[start]

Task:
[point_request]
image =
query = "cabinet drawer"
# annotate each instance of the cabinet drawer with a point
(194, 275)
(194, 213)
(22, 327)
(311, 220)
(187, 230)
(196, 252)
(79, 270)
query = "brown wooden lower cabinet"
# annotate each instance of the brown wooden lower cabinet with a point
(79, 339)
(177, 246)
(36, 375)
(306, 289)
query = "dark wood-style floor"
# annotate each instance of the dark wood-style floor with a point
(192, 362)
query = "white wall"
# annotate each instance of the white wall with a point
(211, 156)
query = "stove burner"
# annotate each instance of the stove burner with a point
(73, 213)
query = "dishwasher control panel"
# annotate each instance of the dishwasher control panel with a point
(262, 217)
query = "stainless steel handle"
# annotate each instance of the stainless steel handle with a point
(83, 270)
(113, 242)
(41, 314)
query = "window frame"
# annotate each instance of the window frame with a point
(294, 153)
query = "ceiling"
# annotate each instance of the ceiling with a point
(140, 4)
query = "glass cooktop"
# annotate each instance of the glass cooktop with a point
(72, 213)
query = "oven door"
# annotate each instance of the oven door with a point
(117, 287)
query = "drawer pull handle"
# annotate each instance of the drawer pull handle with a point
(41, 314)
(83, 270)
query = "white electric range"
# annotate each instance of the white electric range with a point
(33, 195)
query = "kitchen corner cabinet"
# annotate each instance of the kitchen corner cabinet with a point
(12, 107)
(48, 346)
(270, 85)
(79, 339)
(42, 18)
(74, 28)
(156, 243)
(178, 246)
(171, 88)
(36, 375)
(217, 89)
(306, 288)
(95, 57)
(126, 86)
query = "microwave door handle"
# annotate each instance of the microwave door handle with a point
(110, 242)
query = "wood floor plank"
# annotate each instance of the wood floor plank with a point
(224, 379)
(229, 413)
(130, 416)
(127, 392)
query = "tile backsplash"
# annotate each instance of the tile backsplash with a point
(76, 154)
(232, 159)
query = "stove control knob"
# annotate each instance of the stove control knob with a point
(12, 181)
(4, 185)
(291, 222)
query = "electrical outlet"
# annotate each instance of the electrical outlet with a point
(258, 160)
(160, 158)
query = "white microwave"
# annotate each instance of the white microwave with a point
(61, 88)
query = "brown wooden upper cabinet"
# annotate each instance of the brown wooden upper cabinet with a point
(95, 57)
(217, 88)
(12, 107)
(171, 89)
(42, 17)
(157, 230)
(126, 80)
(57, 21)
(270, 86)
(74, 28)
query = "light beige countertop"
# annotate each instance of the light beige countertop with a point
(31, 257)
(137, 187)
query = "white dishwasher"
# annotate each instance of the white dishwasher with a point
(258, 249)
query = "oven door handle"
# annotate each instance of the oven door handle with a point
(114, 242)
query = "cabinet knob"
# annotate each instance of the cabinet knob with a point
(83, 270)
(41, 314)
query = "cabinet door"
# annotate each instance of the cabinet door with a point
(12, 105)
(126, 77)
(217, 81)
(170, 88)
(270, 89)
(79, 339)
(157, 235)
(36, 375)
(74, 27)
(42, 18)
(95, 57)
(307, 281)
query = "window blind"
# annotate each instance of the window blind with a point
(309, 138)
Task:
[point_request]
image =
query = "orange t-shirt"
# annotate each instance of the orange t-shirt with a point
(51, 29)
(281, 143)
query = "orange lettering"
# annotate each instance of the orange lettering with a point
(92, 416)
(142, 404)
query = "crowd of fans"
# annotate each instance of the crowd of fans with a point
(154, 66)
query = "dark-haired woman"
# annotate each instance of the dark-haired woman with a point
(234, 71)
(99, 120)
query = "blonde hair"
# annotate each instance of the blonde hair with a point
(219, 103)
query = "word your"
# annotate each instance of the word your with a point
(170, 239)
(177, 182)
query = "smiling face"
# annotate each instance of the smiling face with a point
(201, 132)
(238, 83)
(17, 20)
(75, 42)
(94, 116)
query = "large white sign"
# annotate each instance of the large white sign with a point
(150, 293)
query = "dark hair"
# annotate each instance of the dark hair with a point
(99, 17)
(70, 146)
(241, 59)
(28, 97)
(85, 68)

[end]

- WHAT YOU HAVE TO DO: From the listing above, extract every line exactly as it stands.

- ANSWER TO THIS TASK:
Task:
[point_request]
image =
query = "cabinet drawer"
# annotate each instance of the cabinet drawer with a point
(194, 275)
(194, 213)
(22, 327)
(311, 220)
(187, 230)
(196, 252)
(79, 270)
query = "brown wooden lower cabinet"
# annotate each instance of the brown wooden lower cabinet with a point
(79, 339)
(177, 246)
(36, 375)
(306, 289)
query = "dark wood-style floor"
# annotate each instance of the dark wood-style floor with a point
(192, 362)
query = "white wall"
# annotate each instance of the white wall with a point
(211, 156)
query = "stove burner"
# annotate each instance of the stove burner with a point
(73, 213)
query = "dishwasher control panel"
# annotate each instance of the dishwasher control panel with a point
(262, 217)
query = "stainless steel handle"
# annotate each instance of the stainless steel handle with a point
(83, 270)
(113, 242)
(41, 314)
query = "window frame"
# annotate each instance of the window frame with a point
(294, 153)
query = "ceiling"
# annotate each instance of the ceiling with a point
(140, 4)
query = "glass cooktop"
# annotate each instance of the glass cooktop with a point
(72, 213)
query = "oven door"
# annotate each instance of the oven door with a point
(117, 287)
query = "drawer pull handle"
# annotate each instance of the drawer pull handle with a point
(41, 314)
(83, 270)
query = "white electric range"
# annotate each instance of the white electric range with a point
(33, 195)
query = "kitchen corner cabinet"
# annotate each instance of the kitchen corner cabinet with a point
(12, 107)
(48, 346)
(270, 85)
(79, 339)
(42, 18)
(74, 28)
(156, 243)
(178, 246)
(171, 88)
(36, 375)
(217, 89)
(306, 288)
(95, 57)
(126, 86)
query = "microwave door handle"
# annotate each instance of the microwave door handle with a point
(110, 242)
query = "wood floor plank"
# annotate each instance of the wood floor plank with a point
(224, 379)
(229, 413)
(130, 416)
(127, 392)
query = "tile backsplash"
# annotate each instance of the tile backsplash with a point
(76, 154)
(232, 159)
query = "stove control knob"
# annotate each instance of the stove control knob with a point
(12, 181)
(4, 185)
(291, 222)
query = "electrical outlet"
# annotate each instance of the electrical outlet with a point
(258, 160)
(160, 158)
query = "white microwave"
# annotate each instance of the white microwave with a point
(61, 88)
query = "brown wooden upper cabinet"
# annotate each instance of the brown wooden upper cabinet with a point
(95, 57)
(217, 88)
(12, 107)
(171, 89)
(42, 17)
(157, 230)
(126, 80)
(57, 21)
(270, 86)
(74, 28)
query = "light beige countertop"
# annotate each instance of the light beige countertop with a point
(31, 257)
(137, 187)
query = "white dishwasher"
# annotate each instance of the white dishwasher with a point
(258, 249)
query = "oven door handle"
# annotate each instance of the oven door handle with a point
(114, 242)
query = "cabinet knob"
# annotate each instance of the cabinet knob with a point
(83, 270)
(41, 314)
query = "cabinet door"
# annotate each instance of the cabinet door with a point
(12, 105)
(126, 77)
(217, 81)
(170, 88)
(270, 89)
(79, 339)
(157, 235)
(36, 375)
(74, 27)
(42, 18)
(95, 57)
(307, 281)
query = "window blind"
# annotate each instance of the window blind with a point
(309, 138)
Task:
[point_request]
image =
query = "orange t-shirt"
# annotate each instance of the orange t-shirt with a point
(51, 29)
(281, 143)
query = "orange lettering"
# annotate each instance of the orange lettering with a point
(92, 416)
(142, 404)
query = "crowd of fans"
# annotate each instance of the crowd of fans with a point
(154, 66)
query = "dark-haired woman"
# annotate each instance of the dark-haired woman with a point
(234, 71)
(99, 120)
query = "blonde hair"
# annotate each instance of the blonde hair with a point
(219, 103)
query = "word your"
# annotate each instance of the word your with a point
(170, 239)
(177, 182)
query = "smiling face"
# annotate each instance of the smiling face with a point
(201, 132)
(238, 83)
(17, 20)
(75, 42)
(94, 116)
query = "large white sign"
# annotate each instance of the large white sign with a point
(150, 293)
query = "dark hair"
# annotate each instance of the dark hair with a point
(99, 17)
(70, 146)
(241, 59)
(28, 97)
(85, 68)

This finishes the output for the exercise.